- _Problem to solve_
Your task is to copy every line of the entries that holds the word "below".

- _Supplied entries_

******

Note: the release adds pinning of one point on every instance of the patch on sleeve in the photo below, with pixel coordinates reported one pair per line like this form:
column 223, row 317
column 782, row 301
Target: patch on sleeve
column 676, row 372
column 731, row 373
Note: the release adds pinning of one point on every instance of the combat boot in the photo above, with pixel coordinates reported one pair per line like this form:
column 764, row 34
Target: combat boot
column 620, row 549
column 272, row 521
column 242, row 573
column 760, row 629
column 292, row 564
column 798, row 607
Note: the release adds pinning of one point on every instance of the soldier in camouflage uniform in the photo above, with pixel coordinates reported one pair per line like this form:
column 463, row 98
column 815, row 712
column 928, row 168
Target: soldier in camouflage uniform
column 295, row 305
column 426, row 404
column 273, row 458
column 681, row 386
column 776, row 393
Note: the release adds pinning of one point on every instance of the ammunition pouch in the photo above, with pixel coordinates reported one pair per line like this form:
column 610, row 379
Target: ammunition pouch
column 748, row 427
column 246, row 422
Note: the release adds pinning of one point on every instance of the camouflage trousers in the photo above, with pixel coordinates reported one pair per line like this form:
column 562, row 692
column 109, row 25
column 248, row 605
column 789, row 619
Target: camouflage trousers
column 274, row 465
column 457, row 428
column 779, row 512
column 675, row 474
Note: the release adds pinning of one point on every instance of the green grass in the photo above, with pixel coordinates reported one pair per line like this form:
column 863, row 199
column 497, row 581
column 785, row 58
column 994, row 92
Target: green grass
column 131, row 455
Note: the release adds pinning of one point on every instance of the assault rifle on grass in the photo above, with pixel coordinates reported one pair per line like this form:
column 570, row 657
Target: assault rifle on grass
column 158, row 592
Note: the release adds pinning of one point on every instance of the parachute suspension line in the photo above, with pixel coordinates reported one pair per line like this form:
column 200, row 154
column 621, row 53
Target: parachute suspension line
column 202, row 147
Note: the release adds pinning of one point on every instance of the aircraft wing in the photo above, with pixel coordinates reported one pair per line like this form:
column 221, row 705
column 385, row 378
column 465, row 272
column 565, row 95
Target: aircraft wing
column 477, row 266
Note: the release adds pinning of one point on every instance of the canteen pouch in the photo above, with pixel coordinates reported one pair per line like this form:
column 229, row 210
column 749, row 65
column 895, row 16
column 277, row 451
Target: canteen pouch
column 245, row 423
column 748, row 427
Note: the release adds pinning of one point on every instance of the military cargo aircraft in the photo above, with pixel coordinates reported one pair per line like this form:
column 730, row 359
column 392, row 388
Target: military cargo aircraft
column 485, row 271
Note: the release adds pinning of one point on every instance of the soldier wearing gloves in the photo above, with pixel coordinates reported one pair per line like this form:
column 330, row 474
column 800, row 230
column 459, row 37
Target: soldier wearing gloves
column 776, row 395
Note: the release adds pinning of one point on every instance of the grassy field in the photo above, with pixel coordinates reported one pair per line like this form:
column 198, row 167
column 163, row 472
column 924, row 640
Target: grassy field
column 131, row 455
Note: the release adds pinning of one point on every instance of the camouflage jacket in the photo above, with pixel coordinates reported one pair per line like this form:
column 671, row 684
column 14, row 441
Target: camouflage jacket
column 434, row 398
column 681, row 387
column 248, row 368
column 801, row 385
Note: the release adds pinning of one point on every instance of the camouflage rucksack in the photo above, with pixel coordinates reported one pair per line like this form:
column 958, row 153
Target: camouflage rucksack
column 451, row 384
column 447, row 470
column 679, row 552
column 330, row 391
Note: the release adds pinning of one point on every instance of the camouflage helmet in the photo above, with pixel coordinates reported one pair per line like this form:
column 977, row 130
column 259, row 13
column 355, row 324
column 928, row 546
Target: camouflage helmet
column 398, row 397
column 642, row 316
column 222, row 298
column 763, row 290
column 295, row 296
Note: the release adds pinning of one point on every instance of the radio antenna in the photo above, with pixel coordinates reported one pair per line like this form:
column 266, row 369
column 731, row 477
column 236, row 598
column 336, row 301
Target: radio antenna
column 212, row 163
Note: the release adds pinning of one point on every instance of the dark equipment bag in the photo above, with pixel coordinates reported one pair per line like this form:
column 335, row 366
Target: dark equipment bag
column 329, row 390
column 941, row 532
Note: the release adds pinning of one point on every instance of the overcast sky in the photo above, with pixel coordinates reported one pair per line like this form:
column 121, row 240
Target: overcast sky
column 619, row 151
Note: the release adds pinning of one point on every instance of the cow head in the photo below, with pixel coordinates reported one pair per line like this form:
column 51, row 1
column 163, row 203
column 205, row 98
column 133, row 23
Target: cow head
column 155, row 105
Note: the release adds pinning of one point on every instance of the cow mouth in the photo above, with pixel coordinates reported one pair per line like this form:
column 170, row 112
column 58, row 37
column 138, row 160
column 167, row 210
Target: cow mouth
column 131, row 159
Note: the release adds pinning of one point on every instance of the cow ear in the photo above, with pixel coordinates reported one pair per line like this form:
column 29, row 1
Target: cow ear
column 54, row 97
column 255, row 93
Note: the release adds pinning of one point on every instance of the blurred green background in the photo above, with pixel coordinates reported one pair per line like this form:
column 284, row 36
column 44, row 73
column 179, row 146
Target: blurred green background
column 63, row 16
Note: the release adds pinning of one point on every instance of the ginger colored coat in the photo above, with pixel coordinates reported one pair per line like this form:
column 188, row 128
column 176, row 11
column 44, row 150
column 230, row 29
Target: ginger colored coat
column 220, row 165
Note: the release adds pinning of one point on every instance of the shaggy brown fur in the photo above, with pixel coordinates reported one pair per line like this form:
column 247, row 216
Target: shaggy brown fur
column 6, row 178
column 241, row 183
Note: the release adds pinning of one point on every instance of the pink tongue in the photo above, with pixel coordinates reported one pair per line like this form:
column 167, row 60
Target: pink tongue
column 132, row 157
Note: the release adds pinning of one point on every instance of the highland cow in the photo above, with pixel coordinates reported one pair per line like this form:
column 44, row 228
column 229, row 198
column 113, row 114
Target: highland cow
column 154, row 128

******

- _Solution to the problem_
Note: the release adds pinning of one point on every instance of the patch on sleeve in the photo below, with pixel coordinates reported one pair per line like this form:
Note: the release adds pinning of one point on every instance of the cow head in the photo below, with pixel coordinates reported one pair per line like this form:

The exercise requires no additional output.